▸ **Exercise input**:
━━━━━━━━━━━━━━━━
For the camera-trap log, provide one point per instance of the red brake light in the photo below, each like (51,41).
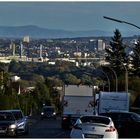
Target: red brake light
(65,118)
(110,129)
(77,127)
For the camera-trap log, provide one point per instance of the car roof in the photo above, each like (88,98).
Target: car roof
(95,116)
(48,107)
(119,112)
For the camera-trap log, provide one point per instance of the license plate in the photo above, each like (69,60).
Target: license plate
(93,136)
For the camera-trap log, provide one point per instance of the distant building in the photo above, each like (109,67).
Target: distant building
(100,45)
(26,39)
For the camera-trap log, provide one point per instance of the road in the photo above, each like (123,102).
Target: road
(47,128)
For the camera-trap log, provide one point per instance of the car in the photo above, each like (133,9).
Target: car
(94,127)
(22,122)
(48,112)
(127,123)
(12,123)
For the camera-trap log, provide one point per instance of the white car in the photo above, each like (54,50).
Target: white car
(94,127)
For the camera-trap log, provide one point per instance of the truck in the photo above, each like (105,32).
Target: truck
(112,101)
(77,101)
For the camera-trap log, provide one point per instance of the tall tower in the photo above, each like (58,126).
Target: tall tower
(26,41)
(40,52)
(21,49)
(13,47)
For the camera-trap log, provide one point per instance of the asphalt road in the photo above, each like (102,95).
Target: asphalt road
(47,128)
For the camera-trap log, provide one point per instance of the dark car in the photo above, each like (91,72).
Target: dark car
(127,123)
(22,122)
(48,112)
(12,123)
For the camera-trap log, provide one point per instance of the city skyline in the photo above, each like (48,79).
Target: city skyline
(70,16)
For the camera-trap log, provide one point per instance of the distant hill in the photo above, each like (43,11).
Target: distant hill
(37,32)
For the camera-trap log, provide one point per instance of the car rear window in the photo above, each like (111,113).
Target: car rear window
(95,120)
(48,109)
(17,114)
(6,116)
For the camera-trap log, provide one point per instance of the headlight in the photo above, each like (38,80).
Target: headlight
(12,126)
(21,124)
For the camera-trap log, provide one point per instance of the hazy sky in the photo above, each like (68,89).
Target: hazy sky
(70,15)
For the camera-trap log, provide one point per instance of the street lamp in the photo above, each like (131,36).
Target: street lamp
(115,76)
(121,21)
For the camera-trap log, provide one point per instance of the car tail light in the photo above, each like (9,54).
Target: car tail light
(77,127)
(110,129)
(64,118)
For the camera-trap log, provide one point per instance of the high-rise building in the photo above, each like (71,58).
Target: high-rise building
(13,47)
(26,39)
(100,45)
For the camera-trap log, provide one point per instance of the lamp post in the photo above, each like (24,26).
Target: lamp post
(115,76)
(121,21)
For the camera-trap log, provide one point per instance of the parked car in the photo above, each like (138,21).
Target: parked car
(13,122)
(94,127)
(127,123)
(48,112)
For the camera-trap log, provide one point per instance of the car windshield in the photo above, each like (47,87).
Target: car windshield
(135,116)
(48,109)
(6,116)
(95,120)
(17,114)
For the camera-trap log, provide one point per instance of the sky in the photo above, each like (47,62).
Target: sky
(71,16)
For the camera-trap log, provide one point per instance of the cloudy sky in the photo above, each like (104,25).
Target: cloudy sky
(72,15)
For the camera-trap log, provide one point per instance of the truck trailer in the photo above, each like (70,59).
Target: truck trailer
(113,101)
(77,101)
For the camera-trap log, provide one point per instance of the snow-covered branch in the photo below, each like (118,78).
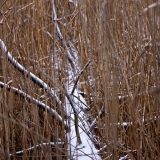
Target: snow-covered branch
(18,153)
(33,77)
(38,103)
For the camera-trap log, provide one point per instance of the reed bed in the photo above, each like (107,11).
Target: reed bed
(111,47)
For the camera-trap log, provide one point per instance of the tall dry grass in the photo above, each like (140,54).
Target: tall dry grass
(121,84)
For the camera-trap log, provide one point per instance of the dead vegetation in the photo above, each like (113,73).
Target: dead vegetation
(118,39)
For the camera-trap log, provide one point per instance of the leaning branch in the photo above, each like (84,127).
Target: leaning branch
(33,77)
(38,103)
(19,153)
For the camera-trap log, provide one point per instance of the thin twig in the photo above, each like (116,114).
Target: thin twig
(33,77)
(81,72)
(38,103)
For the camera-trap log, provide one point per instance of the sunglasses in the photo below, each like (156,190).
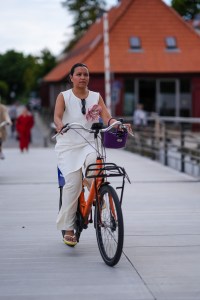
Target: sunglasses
(83,109)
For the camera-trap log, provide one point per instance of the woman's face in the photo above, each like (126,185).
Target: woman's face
(80,78)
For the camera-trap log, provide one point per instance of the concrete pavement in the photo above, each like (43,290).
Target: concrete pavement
(162,235)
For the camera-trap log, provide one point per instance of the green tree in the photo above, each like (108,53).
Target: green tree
(186,8)
(85,13)
(20,75)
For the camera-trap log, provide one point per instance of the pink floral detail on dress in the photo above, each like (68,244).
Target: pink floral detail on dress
(93,113)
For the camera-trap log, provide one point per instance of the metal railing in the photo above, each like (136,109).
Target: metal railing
(175,142)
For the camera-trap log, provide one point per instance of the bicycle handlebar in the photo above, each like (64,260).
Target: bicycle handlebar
(75,125)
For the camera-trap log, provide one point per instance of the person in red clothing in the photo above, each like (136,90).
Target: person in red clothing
(24,124)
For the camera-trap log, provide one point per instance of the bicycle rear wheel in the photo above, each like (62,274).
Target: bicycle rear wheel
(109,225)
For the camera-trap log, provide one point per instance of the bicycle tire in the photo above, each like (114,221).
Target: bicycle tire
(109,228)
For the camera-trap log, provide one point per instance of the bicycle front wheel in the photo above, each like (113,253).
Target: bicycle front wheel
(109,225)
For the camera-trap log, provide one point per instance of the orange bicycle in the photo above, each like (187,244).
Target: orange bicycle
(108,218)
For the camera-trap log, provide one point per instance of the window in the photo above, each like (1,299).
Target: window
(170,43)
(135,43)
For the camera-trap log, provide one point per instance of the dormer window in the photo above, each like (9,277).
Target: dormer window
(135,43)
(170,42)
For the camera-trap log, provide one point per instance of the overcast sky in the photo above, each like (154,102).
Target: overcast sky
(29,26)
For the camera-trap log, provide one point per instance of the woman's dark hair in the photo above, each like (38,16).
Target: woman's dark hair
(76,66)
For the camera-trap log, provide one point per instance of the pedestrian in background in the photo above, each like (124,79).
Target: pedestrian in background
(139,117)
(4,120)
(24,124)
(13,117)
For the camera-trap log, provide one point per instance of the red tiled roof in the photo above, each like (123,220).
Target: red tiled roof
(150,20)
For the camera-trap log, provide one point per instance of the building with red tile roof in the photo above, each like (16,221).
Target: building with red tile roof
(154,59)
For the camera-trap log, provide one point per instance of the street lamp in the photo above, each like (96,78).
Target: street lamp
(107,61)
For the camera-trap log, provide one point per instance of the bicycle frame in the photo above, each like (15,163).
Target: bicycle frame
(99,172)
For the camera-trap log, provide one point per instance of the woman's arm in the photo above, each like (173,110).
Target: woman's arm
(58,112)
(105,115)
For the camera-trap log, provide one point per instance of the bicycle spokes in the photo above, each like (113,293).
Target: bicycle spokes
(109,226)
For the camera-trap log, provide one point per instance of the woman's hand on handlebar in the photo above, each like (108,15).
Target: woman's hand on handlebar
(59,127)
(129,128)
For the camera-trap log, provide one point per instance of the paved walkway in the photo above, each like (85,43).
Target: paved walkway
(162,235)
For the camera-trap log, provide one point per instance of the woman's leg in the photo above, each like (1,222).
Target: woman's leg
(71,191)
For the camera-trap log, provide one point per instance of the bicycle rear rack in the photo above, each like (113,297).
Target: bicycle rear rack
(102,170)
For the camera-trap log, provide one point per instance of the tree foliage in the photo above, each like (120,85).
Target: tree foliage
(85,13)
(20,74)
(186,8)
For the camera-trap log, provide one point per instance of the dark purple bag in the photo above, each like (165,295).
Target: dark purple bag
(115,138)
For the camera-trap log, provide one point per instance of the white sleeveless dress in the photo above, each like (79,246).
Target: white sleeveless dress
(71,148)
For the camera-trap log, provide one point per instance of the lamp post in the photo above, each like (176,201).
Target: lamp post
(107,61)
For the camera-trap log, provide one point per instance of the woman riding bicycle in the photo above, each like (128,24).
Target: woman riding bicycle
(77,104)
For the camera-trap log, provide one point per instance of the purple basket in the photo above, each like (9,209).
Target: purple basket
(115,139)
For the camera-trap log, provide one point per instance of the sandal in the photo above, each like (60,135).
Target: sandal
(70,240)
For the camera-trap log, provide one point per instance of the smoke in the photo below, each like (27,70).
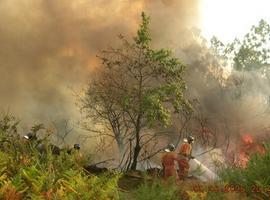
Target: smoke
(49,47)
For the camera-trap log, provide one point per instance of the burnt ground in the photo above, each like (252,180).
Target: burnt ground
(191,188)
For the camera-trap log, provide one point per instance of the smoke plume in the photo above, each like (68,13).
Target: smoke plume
(49,47)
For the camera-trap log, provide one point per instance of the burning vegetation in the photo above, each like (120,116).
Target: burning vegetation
(140,98)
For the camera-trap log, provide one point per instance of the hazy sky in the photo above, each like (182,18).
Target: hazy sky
(230,18)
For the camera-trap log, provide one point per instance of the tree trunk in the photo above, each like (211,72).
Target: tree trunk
(137,150)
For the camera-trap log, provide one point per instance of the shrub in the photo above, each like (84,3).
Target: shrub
(255,179)
(158,190)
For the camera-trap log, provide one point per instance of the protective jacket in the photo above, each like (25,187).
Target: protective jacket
(169,160)
(184,155)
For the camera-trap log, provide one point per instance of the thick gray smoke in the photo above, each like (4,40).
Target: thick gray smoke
(49,47)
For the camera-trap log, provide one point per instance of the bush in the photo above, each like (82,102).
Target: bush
(158,191)
(254,180)
(27,174)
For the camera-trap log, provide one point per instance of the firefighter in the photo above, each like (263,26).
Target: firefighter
(184,156)
(169,161)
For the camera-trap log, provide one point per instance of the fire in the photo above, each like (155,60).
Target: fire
(247,148)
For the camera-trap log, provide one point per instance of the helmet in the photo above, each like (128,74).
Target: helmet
(190,139)
(170,147)
(77,146)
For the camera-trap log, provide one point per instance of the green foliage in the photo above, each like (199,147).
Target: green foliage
(250,53)
(45,176)
(137,87)
(254,179)
(158,191)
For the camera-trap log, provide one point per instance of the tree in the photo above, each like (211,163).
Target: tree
(250,53)
(135,89)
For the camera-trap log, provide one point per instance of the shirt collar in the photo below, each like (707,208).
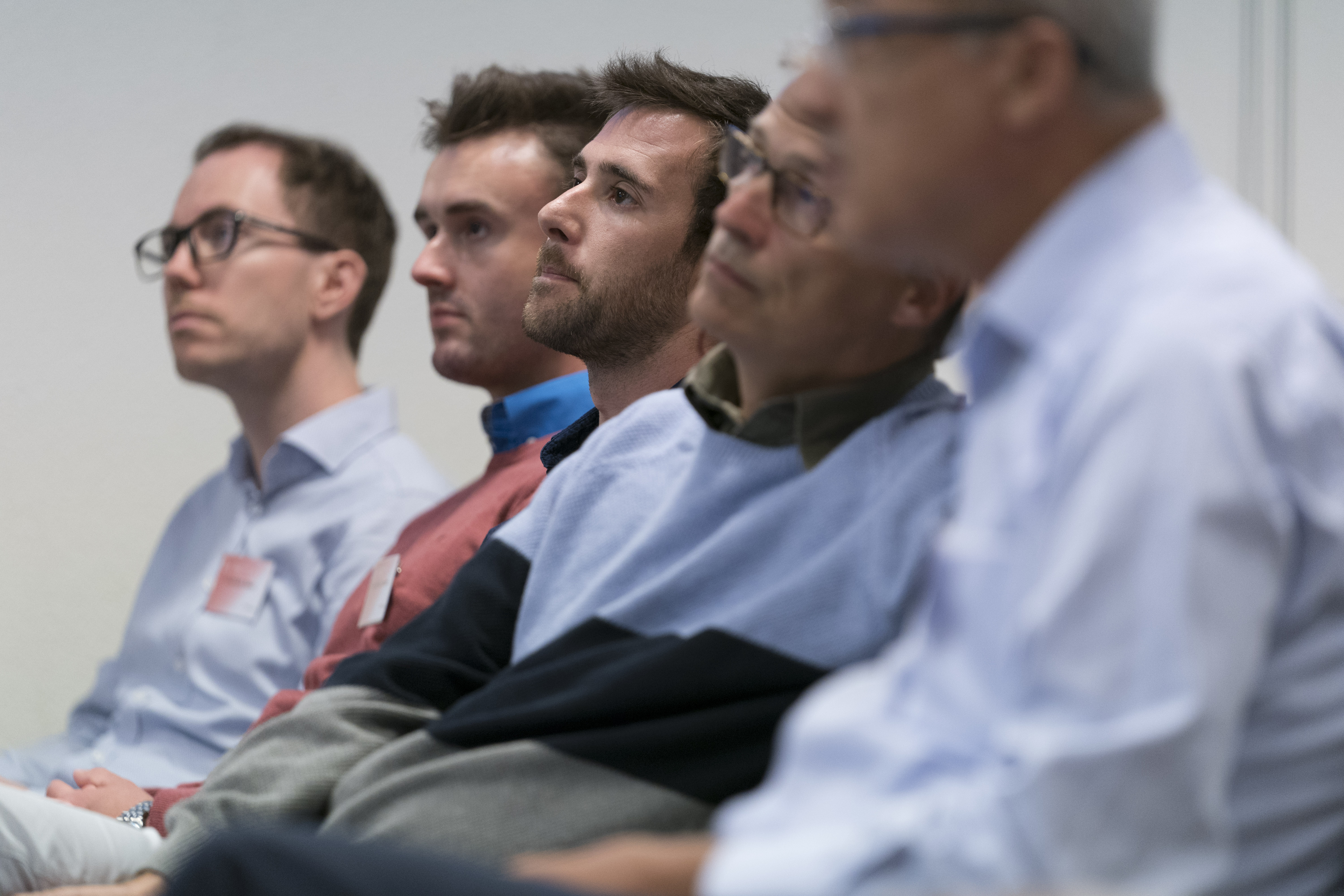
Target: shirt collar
(818,421)
(325,441)
(1045,280)
(537,412)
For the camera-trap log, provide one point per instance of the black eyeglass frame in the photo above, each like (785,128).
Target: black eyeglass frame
(780,181)
(173,238)
(847,26)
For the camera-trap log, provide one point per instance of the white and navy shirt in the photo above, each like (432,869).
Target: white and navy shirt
(674,588)
(187,683)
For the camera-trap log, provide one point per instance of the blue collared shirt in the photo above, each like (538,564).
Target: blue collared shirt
(536,412)
(1130,670)
(187,683)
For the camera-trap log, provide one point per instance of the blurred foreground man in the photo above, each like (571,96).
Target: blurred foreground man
(1130,672)
(808,336)
(274,265)
(619,655)
(503,150)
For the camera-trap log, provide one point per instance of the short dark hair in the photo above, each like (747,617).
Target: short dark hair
(654,81)
(331,195)
(554,105)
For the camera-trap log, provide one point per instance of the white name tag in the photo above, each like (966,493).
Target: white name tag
(380,590)
(241,586)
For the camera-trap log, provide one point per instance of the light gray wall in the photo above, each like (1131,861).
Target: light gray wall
(100,108)
(101,104)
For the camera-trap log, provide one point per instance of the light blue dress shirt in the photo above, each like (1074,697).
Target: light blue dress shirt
(1130,670)
(536,412)
(187,683)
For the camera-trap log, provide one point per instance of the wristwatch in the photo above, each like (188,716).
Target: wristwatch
(136,815)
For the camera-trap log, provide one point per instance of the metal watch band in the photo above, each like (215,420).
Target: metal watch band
(136,815)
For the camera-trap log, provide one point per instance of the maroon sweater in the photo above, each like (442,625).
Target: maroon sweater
(432,549)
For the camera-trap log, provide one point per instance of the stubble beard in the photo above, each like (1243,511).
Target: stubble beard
(615,323)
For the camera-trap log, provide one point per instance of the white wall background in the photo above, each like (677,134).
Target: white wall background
(101,105)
━━━━━━━━━━━━━━━━
▸ **Task description**:
The answer consists only of the lines from the one containing "each like (1074,697)." to the end of the records, each written out exactly.

▸ **Full answer**:
For the camera-trap log, provide one point per instance of the light blue dress shirt in the photo above, each like (1074,697).
Target: light blue dress shirt
(1130,670)
(536,412)
(187,683)
For the camera-trap log, provide one point per instance of the wristwatch in the photo above, each like (188,716).
Target: wristwatch
(136,815)
For the camera-trap log, provide one point per instance of the metal watch band in the photo above, each like (215,420).
Target: metal watch band
(136,815)
For the camera-trap log, provide one point per instance of the maroon sweater in the photo above, each like (442,625).
Target: maroon sweater
(432,549)
For the camera-trap log, provide one point per instance of the stubble beard in the photo above, each like (1243,511).
Target: stubble beard
(615,323)
For the camera-trap log, provide one point per instance of the white wall background in the photo above, each like (677,134).
Target: white wall background
(101,105)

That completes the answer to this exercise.